-- Start of Input for this task --

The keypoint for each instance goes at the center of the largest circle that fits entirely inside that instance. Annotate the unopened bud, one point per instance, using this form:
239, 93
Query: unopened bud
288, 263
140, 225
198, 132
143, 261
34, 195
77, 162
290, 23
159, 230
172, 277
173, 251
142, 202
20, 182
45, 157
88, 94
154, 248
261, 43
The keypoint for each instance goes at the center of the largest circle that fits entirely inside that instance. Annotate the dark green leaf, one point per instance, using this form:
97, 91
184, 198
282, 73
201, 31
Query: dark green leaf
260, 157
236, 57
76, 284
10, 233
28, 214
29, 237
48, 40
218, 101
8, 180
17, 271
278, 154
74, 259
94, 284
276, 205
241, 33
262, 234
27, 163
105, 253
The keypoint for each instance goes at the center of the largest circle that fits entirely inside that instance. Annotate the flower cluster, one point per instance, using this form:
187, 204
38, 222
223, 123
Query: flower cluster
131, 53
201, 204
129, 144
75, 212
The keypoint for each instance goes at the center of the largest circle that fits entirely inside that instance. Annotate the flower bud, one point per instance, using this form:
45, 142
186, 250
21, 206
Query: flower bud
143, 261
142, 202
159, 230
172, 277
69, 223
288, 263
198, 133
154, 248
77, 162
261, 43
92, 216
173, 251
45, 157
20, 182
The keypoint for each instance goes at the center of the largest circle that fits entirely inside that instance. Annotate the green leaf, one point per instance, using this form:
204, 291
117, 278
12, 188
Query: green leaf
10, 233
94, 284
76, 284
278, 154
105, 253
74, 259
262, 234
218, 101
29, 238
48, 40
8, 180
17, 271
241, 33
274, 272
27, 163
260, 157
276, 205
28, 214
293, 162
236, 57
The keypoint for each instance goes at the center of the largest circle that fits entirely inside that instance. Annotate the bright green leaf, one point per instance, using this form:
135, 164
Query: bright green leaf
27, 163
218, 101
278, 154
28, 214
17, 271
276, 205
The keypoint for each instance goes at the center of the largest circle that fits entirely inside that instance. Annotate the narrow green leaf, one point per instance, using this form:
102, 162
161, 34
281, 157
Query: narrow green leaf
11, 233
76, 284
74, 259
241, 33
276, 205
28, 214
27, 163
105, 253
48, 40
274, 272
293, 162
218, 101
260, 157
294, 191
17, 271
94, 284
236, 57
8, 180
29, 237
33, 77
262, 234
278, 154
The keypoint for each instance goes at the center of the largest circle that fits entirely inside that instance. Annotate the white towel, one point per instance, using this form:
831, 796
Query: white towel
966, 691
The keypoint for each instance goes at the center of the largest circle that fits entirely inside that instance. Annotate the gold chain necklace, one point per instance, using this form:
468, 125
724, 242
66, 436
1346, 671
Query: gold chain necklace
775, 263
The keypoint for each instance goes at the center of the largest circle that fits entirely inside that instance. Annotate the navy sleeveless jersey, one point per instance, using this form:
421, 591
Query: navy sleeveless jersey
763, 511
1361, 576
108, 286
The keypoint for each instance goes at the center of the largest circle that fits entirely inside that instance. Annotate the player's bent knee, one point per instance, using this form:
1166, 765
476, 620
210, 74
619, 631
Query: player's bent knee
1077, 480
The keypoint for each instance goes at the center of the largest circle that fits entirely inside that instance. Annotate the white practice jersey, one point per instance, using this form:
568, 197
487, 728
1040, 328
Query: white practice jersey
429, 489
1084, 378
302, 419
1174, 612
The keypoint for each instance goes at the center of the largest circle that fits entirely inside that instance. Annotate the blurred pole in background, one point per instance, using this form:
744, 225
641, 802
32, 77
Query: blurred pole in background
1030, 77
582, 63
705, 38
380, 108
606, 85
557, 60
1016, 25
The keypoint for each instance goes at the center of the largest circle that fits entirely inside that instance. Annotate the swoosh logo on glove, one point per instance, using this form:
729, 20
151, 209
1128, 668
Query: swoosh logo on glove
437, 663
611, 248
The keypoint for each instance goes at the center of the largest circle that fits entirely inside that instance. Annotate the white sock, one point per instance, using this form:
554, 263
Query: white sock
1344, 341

-- End of Input for this task --

• Description of the task:
Each line of the material should be duplicated exactly, please.

• Finished task:
The keypoint for each instance goes at the center of the largest circle that fits entirely inside that instance. Annotate the unopened bud, one point per instance, using this form:
239, 93
Query: unopened bud
288, 263
140, 225
198, 132
143, 261
34, 195
77, 162
290, 23
159, 230
172, 277
173, 251
142, 202
20, 182
45, 157
88, 94
154, 248
261, 43
The keypoint for each instance goes at the center of the largest circle that fits entirely inside that instance. Annotate the dark green leaf, one point per instance, using this form:
97, 91
184, 198
282, 73
201, 31
Query: dark green leaf
260, 157
236, 57
76, 284
10, 233
28, 214
29, 237
48, 40
218, 101
8, 180
17, 271
278, 154
74, 259
94, 284
276, 205
241, 33
262, 234
27, 163
105, 253
The keypoint for each instance goes at the center of the largest circle that fits entirely inside that instance. Annotate the flower cluster, one point per instance, using this form:
187, 204
38, 222
223, 123
Query: flower cluster
131, 53
201, 204
129, 144
75, 212
The keypoint for each instance goes at the center of the largest circle that fits entirely inside that instance. Annotate the flower bud, one point per instance, using this form:
45, 142
186, 250
21, 206
Query: flower bud
143, 261
142, 202
159, 230
172, 277
69, 223
288, 263
198, 133
154, 248
77, 162
261, 43
92, 216
173, 251
45, 157
20, 182
The keypoint for each instance goes at the center of the largest circle that fits entirely inside that instance. Annotate the green leaf, one point per instance, using this form:
204, 291
117, 278
12, 188
Query: green leaf
10, 233
94, 284
76, 284
278, 154
105, 253
74, 259
262, 234
218, 101
29, 238
48, 40
8, 180
17, 271
241, 33
274, 272
27, 163
260, 157
276, 205
28, 214
293, 162
236, 57
The keypoint for each instance goes at the center of the largest circle that fits entirely inside that instance. Annotate the bright green leaf, one point per instance, using this form:
135, 164
Query: bright green leaf
27, 163
218, 101
278, 154
28, 214
17, 271
276, 205
The keypoint for each instance goes at the center of the largest circle that fits entirely inside that instance. Annotate the narrow green leaf, one point per instance, using this form:
102, 162
161, 34
281, 157
Query: narrow green leaf
11, 233
76, 284
74, 259
241, 33
276, 205
28, 214
27, 163
105, 253
48, 40
274, 272
293, 162
218, 101
260, 157
294, 191
17, 271
94, 284
236, 57
8, 180
29, 237
33, 77
262, 234
278, 154
The keypoint for each instance goes at the center of the largest circle that fits entirely inside that instance. Annotate the white towel, one point per instance, using this form:
831, 796
Query: white towel
966, 691
The keypoint for each instance goes at the center of the largest circle that fits entirely inside that instance. Annotate the gold chain necklace, one point per instance, using this form:
468, 125
724, 242
66, 436
1346, 671
Query: gold chain necklace
775, 263
The keypoint for each instance goes at the center of the largest circle that fits entirely inside that instance. Annotate the navy sleeveless jersey, one point per instance, using this form:
421, 591
Query: navy sleeveless jersey
763, 511
1361, 576
108, 286
The keypoint for each instance goes at the center of the largest circle that fits entirely inside that instance. Annotate the player's bent knee, one point per instance, using this form:
1166, 765
476, 620
210, 74
619, 631
Query: player's bent knee
1077, 480
The keypoint for each instance goes at the center of the largest circle that fits entirely inside that instance. Annotate the white practice jersey, one point per instance, using this form:
568, 197
487, 728
1040, 328
Query: white practice jersey
429, 489
1084, 378
302, 419
1174, 612
The keypoint for each instance goes at the center of the largest circle that fits entirely inside that instance. Annotate the blurred pole in background, one point per instance, using this form:
744, 225
641, 802
32, 77
Query: blurred pole in background
1030, 77
582, 63
705, 38
380, 108
606, 85
557, 60
1016, 25
The keypoint for each instance goes at the center of the largest circle that fits entirely inside that instance. Annotate the swoosh logo on glove, one point per instance, using this form:
729, 20
151, 209
1128, 668
Query: swoosh logo on glove
437, 663
611, 248
The keypoint for each instance goes at the center of the largest circle that fits entirely inside that instance. Annotate the white sock, one point per instance, using this form:
554, 263
Query: white sock
1344, 341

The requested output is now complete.